-- Begin Provided text --

Bardic tradition for poetry is still alive and kicking in Cork

Poetry may not be for everyone, says John Arnold, but one Cork poet is really making an impression with his work
Bardic tradition for poetry is still alive and kicking in Cork

A TIME FOR CONTEMPLATION: A sculpture of the late poet Patrick Kavanagh on the Grand Canal Dock in Dublin

POETRY readings are events I love, but oft times they attract small gatherings. For some reason unknown to me, poetry is regarded by many as a kind of ‘minority sport’.

Novels, biographies, memoirs and sports books and ‘whodunnits’ are all very popular amongst the general readership in this country. Maybe poets are regarded as dreamers and ‘thinkers’ who exist and write in an atmosphere of ether, incense and lofty thoughts. And so they should!

I dabbled in poetry myself, but never quite got to the standards of Yeats, Keats, Kavanagh, Heaney or Cork’s own Gaelic bard Sean O Riordain. Ye all know that phrase ‘one man’s meat is another man’s poison’, well poetry can be like that.

There are stiff upper lip types who think every second line of every poem should rhyme, whilst others prefer line one and line three and line two and line four to end with matching tones. God knows, maybe years back, when in school I felt that way also, because the poetry we learned in both English and Irish was very much of a certain pattern and the idea of ‘blank verse’ had not yet become the norm.

It is a relatively modern phenomenon whereby collections of random thoughts or feelings, when submitted to writing, are deemed to be poetry. And sure enough poetry is a broad church, like a vast menu. Like any menu, what one person deems exquisite is scorned by others. That’s what makes poetry and poems so interesting.

Using that analogy, poetry books are very like cookery books. You take the book down from the shelf, dip into it, find something that appeals and read away, put it back and leave it for another day.

One time I came across a kind of a definition of what poetry is: ‘expressing thoughts using devices such as phonaesthetics, sound symbolism, and metre as well as or instead of prosaic, ostensible meaning’ - wow!

-- End Provided text --

## Objective
Carry on the article about Cork's bardic poetry tradition from the point where it stops.

-- Begin Raw data --

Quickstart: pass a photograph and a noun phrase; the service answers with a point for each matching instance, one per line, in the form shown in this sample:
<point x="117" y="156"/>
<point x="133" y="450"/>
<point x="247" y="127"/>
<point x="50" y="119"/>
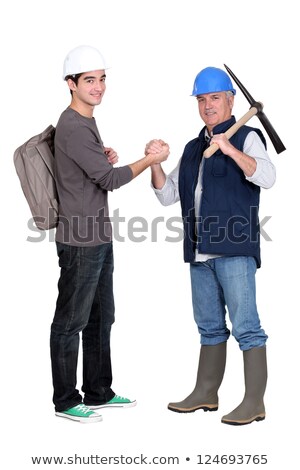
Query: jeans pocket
<point x="64" y="254"/>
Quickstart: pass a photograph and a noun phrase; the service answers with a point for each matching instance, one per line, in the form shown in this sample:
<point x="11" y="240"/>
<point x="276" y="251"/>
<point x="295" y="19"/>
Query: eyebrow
<point x="92" y="77"/>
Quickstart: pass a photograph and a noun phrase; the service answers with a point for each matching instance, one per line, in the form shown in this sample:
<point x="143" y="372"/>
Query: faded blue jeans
<point x="85" y="305"/>
<point x="226" y="282"/>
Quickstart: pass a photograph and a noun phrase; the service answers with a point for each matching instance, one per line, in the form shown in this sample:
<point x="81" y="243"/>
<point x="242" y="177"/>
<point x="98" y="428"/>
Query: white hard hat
<point x="83" y="59"/>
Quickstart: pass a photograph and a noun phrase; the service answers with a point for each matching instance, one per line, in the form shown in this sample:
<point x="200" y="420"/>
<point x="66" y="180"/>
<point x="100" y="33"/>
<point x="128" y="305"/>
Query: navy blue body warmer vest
<point x="228" y="222"/>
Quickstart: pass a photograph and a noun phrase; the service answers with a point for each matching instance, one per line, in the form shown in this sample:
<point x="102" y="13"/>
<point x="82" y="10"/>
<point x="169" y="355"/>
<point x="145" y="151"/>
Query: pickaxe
<point x="256" y="108"/>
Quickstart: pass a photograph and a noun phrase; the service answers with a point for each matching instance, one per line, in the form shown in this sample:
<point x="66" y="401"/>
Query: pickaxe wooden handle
<point x="233" y="129"/>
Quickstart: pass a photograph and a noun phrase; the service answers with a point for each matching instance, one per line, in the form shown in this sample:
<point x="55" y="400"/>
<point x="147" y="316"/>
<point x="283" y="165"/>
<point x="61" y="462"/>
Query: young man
<point x="85" y="303"/>
<point x="220" y="200"/>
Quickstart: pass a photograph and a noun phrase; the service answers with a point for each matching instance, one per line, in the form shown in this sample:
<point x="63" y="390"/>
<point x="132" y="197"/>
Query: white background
<point x="155" y="49"/>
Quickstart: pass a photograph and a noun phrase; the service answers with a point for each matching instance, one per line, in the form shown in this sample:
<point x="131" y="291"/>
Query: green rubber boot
<point x="252" y="407"/>
<point x="209" y="378"/>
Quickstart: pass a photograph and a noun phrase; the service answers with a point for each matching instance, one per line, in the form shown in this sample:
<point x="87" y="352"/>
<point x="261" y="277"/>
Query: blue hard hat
<point x="212" y="80"/>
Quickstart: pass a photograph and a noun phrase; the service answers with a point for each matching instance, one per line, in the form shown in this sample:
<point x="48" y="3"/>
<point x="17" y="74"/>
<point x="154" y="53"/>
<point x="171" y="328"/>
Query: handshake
<point x="157" y="150"/>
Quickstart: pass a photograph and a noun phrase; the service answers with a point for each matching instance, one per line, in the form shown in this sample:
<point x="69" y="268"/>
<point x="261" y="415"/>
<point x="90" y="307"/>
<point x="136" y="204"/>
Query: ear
<point x="72" y="85"/>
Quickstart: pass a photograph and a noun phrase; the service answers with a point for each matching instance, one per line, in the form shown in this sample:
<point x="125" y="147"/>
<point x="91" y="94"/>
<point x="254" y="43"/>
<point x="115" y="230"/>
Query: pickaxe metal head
<point x="276" y="141"/>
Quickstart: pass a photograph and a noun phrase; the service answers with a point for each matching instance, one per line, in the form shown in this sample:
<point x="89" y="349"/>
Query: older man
<point x="220" y="201"/>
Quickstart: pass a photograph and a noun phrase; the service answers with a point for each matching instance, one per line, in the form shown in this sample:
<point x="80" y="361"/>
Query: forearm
<point x="246" y="163"/>
<point x="158" y="177"/>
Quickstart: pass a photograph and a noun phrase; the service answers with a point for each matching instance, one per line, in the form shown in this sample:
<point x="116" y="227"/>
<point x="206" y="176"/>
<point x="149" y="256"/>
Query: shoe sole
<point x="192" y="410"/>
<point x="243" y="422"/>
<point x="94" y="419"/>
<point x="113" y="405"/>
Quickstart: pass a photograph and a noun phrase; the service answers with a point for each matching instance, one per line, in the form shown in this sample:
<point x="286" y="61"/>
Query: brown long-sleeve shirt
<point x="83" y="178"/>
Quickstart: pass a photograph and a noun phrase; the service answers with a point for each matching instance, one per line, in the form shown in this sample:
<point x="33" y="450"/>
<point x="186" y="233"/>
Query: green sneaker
<point x="115" y="402"/>
<point x="81" y="413"/>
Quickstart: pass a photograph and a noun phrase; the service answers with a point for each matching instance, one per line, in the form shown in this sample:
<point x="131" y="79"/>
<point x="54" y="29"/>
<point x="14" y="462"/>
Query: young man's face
<point x="90" y="88"/>
<point x="215" y="108"/>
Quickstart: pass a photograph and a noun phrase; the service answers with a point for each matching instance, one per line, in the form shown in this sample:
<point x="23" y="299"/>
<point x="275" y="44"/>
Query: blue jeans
<point x="221" y="282"/>
<point x="85" y="304"/>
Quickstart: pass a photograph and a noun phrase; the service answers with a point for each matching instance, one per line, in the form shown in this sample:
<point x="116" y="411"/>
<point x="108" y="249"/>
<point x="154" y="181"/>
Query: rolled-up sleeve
<point x="265" y="173"/>
<point x="85" y="150"/>
<point x="169" y="193"/>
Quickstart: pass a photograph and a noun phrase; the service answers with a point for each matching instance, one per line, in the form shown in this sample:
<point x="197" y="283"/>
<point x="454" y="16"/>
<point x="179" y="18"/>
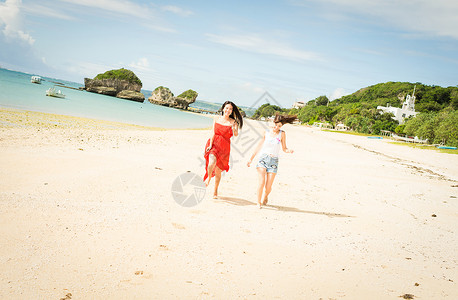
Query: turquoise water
<point x="16" y="91"/>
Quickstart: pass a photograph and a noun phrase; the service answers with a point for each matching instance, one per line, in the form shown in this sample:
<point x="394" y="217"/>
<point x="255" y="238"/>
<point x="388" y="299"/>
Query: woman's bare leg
<point x="269" y="182"/>
<point x="261" y="183"/>
<point x="210" y="168"/>
<point x="217" y="180"/>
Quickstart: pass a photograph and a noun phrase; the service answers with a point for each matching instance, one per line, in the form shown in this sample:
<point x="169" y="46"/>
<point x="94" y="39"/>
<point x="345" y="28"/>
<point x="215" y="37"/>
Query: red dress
<point x="221" y="148"/>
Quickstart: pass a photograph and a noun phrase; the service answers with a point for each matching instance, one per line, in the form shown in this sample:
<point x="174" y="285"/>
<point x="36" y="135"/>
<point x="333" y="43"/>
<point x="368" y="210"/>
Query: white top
<point x="271" y="144"/>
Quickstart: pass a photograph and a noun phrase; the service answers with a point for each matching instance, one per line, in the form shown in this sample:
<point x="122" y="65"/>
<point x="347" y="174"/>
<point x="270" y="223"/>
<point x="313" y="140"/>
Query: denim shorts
<point x="270" y="163"/>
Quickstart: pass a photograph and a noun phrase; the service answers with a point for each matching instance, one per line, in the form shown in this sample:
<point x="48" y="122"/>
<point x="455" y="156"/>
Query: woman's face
<point x="227" y="110"/>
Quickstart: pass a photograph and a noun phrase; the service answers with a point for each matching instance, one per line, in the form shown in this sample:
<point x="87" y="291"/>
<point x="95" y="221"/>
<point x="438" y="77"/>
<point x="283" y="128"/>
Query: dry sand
<point x="86" y="212"/>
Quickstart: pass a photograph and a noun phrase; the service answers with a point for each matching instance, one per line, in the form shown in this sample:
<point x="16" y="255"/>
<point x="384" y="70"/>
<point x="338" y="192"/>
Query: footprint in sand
<point x="178" y="226"/>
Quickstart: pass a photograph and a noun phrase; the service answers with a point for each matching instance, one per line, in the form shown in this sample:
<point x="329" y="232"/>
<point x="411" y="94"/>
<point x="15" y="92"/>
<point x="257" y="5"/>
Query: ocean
<point x="16" y="91"/>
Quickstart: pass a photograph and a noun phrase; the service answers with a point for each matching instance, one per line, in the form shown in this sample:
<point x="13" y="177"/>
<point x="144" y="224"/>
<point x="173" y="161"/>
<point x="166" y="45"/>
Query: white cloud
<point x="438" y="17"/>
<point x="117" y="6"/>
<point x="256" y="44"/>
<point x="41" y="10"/>
<point x="142" y="64"/>
<point x="10" y="21"/>
<point x="177" y="10"/>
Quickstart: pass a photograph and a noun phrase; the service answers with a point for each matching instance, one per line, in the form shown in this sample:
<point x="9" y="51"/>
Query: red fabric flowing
<point x="221" y="148"/>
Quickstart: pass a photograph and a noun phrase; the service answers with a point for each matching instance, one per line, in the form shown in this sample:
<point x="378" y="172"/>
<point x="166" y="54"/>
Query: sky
<point x="295" y="50"/>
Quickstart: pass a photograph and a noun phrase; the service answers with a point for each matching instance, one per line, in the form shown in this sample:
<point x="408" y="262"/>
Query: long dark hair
<point x="236" y="115"/>
<point x="284" y="118"/>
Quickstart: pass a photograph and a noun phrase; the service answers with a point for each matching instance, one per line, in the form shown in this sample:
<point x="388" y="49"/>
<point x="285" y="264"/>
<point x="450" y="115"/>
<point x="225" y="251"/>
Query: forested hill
<point x="428" y="98"/>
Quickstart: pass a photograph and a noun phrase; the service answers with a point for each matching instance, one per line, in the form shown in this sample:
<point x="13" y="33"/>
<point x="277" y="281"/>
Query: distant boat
<point x="52" y="92"/>
<point x="35" y="79"/>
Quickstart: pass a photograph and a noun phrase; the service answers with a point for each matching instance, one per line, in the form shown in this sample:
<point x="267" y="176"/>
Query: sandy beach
<point x="87" y="212"/>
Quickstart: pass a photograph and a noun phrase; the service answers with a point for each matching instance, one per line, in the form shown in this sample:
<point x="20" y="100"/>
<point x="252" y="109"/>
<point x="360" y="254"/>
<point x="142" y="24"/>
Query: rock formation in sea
<point x="163" y="96"/>
<point x="121" y="83"/>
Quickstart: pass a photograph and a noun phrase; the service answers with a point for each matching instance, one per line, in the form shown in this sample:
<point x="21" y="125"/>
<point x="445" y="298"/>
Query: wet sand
<point x="87" y="212"/>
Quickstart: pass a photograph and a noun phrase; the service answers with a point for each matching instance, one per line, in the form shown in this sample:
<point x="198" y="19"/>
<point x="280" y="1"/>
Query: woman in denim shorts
<point x="268" y="158"/>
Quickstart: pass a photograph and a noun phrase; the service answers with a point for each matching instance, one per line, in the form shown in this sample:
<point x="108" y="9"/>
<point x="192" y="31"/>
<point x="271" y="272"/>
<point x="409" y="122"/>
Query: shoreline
<point x="12" y="117"/>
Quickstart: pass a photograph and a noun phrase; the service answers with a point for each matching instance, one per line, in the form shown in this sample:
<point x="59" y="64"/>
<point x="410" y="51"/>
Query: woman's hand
<point x="249" y="163"/>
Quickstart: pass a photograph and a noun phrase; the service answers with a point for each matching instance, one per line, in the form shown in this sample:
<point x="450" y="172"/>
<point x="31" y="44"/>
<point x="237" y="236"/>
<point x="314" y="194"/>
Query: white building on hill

-- End Raw data --

## Result for this task
Yerra, that makes it sound fierce complicated altogether, like constipated verbiage, whereas in reality poetry is something that should just maybe make the reader ponder a little.

Once ever I think did I buy a poetry book and literally read it from cover to cover. That was Patrick Kavanagh’s Collected Poems - a volume still close to my heart and my hand. I suppose it was because of his farming background and his love/hate relationship with the stony grey soil of Monaghan that I was drawn to the one-time woeful goalie on the Inniskeen Grattan’s Gaelic football team. I know he was drawn to Dublin, and spent much time there, but his roots, his foundations and his seed, breed and generation were dug deep in that unrelenting clay of his native place.

My home place was full of bogs, rocks and marsh

Surrounded by sea but nonetheless harsh

Working hard together we barely eked out a living

But the land here is far too unforgiving.

When I was young I thought I’d drown

I never dreamed lack of water would get me down

Of digging rotten spuds I often cursed the rain

Now I might die of thirst on this scorching plain

That could be a Kavanagh verse, but hardly, given the references to the ‘sea’ and the ‘scorching plain’.

No, it’s the closing verse from a poem, Cattle Drive by Maurice O’Connor, from Ballydaniel near Youghal.

If you asked Maurice five years ago about writing poetry, he’d probably give a wry smile and say ‘Not for me’, but never say never and that’s how it’s been for my friend.

I call him my friend though we met initially just a few years back when Maurice called to me with bundles and bundles of poems he had written. It just ‘came’ to him literally, in the same manner a mountain stream gushes down the slopes or like lave pouring forth.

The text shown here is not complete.